» SUPPLIED RECORDS:
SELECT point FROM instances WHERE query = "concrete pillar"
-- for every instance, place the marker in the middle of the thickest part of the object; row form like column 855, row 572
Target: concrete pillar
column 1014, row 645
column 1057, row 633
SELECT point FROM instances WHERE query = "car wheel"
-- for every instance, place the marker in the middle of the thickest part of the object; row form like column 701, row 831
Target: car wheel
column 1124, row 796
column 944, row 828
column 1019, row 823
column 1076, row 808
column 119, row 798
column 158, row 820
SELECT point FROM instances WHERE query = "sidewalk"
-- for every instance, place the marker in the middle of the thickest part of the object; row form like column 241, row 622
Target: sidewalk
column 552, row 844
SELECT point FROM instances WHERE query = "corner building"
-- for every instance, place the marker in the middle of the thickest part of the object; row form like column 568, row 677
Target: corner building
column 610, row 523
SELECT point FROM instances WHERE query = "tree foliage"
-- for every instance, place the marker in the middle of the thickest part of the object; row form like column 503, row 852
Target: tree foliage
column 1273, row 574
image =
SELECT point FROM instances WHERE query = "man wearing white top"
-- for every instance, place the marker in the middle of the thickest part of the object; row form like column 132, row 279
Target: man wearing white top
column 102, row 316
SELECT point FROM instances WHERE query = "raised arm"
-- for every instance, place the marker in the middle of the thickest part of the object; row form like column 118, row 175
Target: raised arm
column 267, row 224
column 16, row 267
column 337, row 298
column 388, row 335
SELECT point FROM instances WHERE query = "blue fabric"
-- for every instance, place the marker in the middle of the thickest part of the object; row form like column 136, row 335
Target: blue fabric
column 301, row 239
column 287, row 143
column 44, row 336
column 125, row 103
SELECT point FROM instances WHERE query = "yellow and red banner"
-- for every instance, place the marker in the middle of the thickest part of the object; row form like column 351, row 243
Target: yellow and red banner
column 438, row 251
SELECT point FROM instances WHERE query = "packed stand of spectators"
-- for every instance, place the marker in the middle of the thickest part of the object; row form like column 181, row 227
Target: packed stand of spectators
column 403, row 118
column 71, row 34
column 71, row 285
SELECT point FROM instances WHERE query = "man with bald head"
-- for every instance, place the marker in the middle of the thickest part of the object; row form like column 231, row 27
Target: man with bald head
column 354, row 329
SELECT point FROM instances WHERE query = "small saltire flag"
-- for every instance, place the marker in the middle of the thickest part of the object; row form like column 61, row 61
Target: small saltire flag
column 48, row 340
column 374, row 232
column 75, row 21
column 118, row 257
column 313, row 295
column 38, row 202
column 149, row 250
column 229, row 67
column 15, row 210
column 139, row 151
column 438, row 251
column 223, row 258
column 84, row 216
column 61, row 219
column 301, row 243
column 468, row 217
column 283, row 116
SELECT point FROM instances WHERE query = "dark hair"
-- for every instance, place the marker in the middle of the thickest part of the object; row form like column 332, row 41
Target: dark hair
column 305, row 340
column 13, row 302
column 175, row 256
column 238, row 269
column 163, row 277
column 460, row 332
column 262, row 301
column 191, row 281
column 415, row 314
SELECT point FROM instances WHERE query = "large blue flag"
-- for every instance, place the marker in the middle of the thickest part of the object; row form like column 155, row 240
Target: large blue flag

» ACTIVITY:
Would you return the whole listing exactly as written?

» SOLUTION FOR THIS TASK:
SELECT point FROM instances WHERE query = "concrete pillar"
-- for every instance, place the marker in the middle of the thickest part of the object; row form like column 855, row 572
Target: concrete pillar
column 1014, row 645
column 1057, row 633
SELECT point FROM instances WHERE query = "car wheel"
-- for every instance, place the marker in the middle of the thickest part of the object; row form like column 701, row 831
Target: car wheel
column 1124, row 796
column 944, row 828
column 1019, row 823
column 1076, row 808
column 119, row 798
column 158, row 820
SELECT point FROM instances WHERE query = "sidewalk"
-- for every instance, place the marker in the middle of the thickest part of the object; row form like column 241, row 622
Target: sidewalk
column 552, row 844
SELECT point FROM instances WHERE query = "corner building"
-- for every instance, place the marker in the middle of the thickest part of the object; row form like column 568, row 677
Target: corner building
column 610, row 523
SELECT point FROM instances WHERE query = "tree foliage"
-- for every instance, place the marker in the middle of the thickest part of the object; row form like column 503, row 852
Target: tree foliage
column 1273, row 574
image =
SELECT point FROM instances WHERE query = "man wearing white top"
-- for every instance, place the marker in the middle of the thickest part of the object; row form like column 132, row 279
Target: man wearing white top
column 102, row 316
SELECT point FROM instances WHERE query = "raised arm"
-- for every instance, place the marker in the middle of the thickest part of the object; row form like column 118, row 175
Target: raised arm
column 267, row 224
column 16, row 267
column 337, row 298
column 388, row 335
SELECT point FROM instances WHERE query = "blue fabric"
-- for every instance, place the marker in the middle of the thickest part of the object; row form like column 136, row 335
Target: blue fabric
column 301, row 239
column 287, row 143
column 44, row 336
column 125, row 103
SELECT point FROM instances WHERE query = "yellow and red banner"
-- for every instance, place the marker in the middle of the thickest part of the object; row form like column 351, row 243
Target: yellow and red banner
column 438, row 251
SELECT point FROM instances WHERE query = "packed stand of spectators"
-- for every instance, place the marker in the middle of the thickest part of the object; row form like column 181, row 227
Target: packed stand of spectators
column 403, row 118
column 71, row 34
column 71, row 285
SELECT point FROM instances WHERE query = "man with bald head"
-- for every instance, place the marker in the middle of the thickest part of the object; row form like column 231, row 27
Target: man with bald head
column 354, row 329
SELECT point FROM instances WHERE query = "small saltire flag"
-- for every instance, place the marker in the middle of the thickest part of the object; row form like column 61, row 61
Target: small saltire flag
column 48, row 340
column 374, row 232
column 75, row 21
column 118, row 257
column 313, row 295
column 38, row 202
column 149, row 250
column 229, row 67
column 15, row 210
column 139, row 151
column 438, row 251
column 223, row 258
column 84, row 216
column 61, row 219
column 301, row 243
column 468, row 217
column 283, row 116
SELECT point FROM instances WHERE query = "dark hair"
-- for every instance, place the marker in the middle of the thickest part of the object; row form like column 332, row 41
Target: dark hair
column 305, row 340
column 13, row 302
column 175, row 256
column 238, row 269
column 163, row 277
column 460, row 332
column 262, row 301
column 191, row 281
column 415, row 314
SELECT point FROM instances WHERE query = "large blue flag"
-- for every instance, place the marker in the middle of the thickest part of the object; row form like column 155, row 240
Target: large blue flag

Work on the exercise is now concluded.